┌──

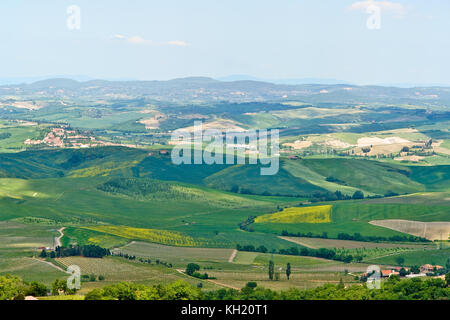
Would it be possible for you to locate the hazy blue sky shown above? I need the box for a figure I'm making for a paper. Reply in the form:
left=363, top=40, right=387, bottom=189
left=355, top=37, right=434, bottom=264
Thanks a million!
left=0, top=0, right=450, bottom=84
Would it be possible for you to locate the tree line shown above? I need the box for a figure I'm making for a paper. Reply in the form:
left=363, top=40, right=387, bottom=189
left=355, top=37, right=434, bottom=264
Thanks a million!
left=39, top=244, right=111, bottom=258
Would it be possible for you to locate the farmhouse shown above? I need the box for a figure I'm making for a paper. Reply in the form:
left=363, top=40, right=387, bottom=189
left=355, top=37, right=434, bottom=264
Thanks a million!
left=420, top=264, right=444, bottom=273
left=381, top=270, right=399, bottom=278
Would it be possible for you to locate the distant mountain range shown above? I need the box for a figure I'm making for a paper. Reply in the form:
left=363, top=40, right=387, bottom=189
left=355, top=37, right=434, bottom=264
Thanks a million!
left=0, top=77, right=450, bottom=105
left=217, top=74, right=350, bottom=85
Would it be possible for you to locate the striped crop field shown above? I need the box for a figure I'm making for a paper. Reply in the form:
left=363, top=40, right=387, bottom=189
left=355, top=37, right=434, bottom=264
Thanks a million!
left=255, top=205, right=332, bottom=223
left=83, top=226, right=216, bottom=247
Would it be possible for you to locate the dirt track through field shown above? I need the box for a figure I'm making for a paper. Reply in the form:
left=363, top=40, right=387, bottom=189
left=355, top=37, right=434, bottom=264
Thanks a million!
left=176, top=269, right=241, bottom=290
left=228, top=249, right=237, bottom=263
left=55, top=227, right=65, bottom=247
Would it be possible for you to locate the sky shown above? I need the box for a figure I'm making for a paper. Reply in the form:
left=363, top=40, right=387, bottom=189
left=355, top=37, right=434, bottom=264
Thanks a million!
left=0, top=0, right=450, bottom=85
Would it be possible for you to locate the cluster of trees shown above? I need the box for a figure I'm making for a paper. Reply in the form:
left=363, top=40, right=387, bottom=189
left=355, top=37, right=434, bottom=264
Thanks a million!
left=280, top=230, right=430, bottom=242
left=238, top=216, right=256, bottom=232
left=0, top=275, right=76, bottom=300
left=185, top=263, right=215, bottom=280
left=0, top=132, right=11, bottom=140
left=338, top=233, right=430, bottom=242
left=39, top=244, right=111, bottom=258
left=81, top=276, right=450, bottom=300
left=112, top=252, right=172, bottom=268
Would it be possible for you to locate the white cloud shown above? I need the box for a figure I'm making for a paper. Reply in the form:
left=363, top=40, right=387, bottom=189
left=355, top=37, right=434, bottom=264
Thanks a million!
left=349, top=0, right=407, bottom=17
left=127, top=36, right=152, bottom=44
left=167, top=40, right=189, bottom=47
left=111, top=34, right=190, bottom=47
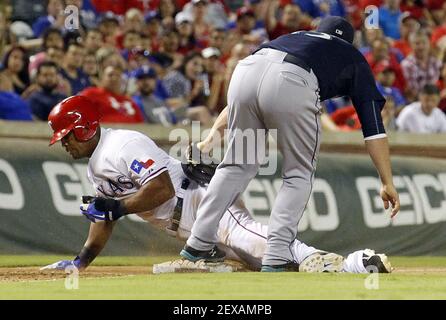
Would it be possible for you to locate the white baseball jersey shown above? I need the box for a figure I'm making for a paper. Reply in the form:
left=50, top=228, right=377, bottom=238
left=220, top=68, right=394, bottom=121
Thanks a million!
left=396, top=102, right=446, bottom=133
left=88, top=128, right=185, bottom=219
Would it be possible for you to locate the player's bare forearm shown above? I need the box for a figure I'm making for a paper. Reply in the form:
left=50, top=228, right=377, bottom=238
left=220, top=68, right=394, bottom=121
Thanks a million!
left=122, top=171, right=175, bottom=214
left=365, top=138, right=400, bottom=217
left=197, top=106, right=228, bottom=153
left=365, top=138, right=393, bottom=185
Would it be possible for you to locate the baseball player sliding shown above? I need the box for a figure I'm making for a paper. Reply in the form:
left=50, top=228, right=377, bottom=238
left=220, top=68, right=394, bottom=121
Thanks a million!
left=41, top=96, right=391, bottom=273
left=180, top=16, right=400, bottom=272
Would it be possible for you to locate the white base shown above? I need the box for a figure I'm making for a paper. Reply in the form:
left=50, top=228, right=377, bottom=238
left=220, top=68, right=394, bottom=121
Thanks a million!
left=153, top=259, right=237, bottom=274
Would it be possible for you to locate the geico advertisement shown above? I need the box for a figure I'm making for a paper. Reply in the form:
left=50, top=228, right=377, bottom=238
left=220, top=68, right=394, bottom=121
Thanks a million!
left=0, top=156, right=446, bottom=231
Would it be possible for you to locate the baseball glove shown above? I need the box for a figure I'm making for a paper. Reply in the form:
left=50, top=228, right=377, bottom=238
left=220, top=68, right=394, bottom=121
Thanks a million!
left=181, top=142, right=218, bottom=186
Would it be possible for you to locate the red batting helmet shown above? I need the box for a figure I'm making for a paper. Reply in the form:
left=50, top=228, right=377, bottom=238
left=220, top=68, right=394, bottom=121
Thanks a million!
left=48, top=96, right=99, bottom=145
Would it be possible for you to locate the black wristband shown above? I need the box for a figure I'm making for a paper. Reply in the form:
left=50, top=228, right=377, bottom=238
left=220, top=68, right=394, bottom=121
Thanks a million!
left=94, top=197, right=127, bottom=221
left=74, top=247, right=99, bottom=268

└──

TO DO: Repeat exactly the lines from the line containing "Would it be possible for you to locate the baseball glove" through the end of the listing above; both boundary lines are part of the output.

TASK OUTPUT:
Would it be possible for you to locate the baseball glove shown above? I need the box for a figure I'm making for a paper. Reply in the form:
left=50, top=228, right=377, bottom=238
left=220, top=68, right=394, bottom=121
Thanks a million!
left=181, top=142, right=218, bottom=186
Would it be possible for you to locate the red batting helmet shown above? I need the box for a figure I'm making for a paper. Reply in the form:
left=50, top=228, right=377, bottom=238
left=220, top=68, right=394, bottom=121
Thanks a million!
left=48, top=96, right=99, bottom=145
Would it be possible for you to locate the black wristband shown above? I need the box for a figure I'm making for a paper. Reply in the form:
left=50, top=228, right=377, bottom=238
left=220, top=68, right=394, bottom=121
Thanks a million!
left=94, top=197, right=127, bottom=221
left=74, top=247, right=99, bottom=268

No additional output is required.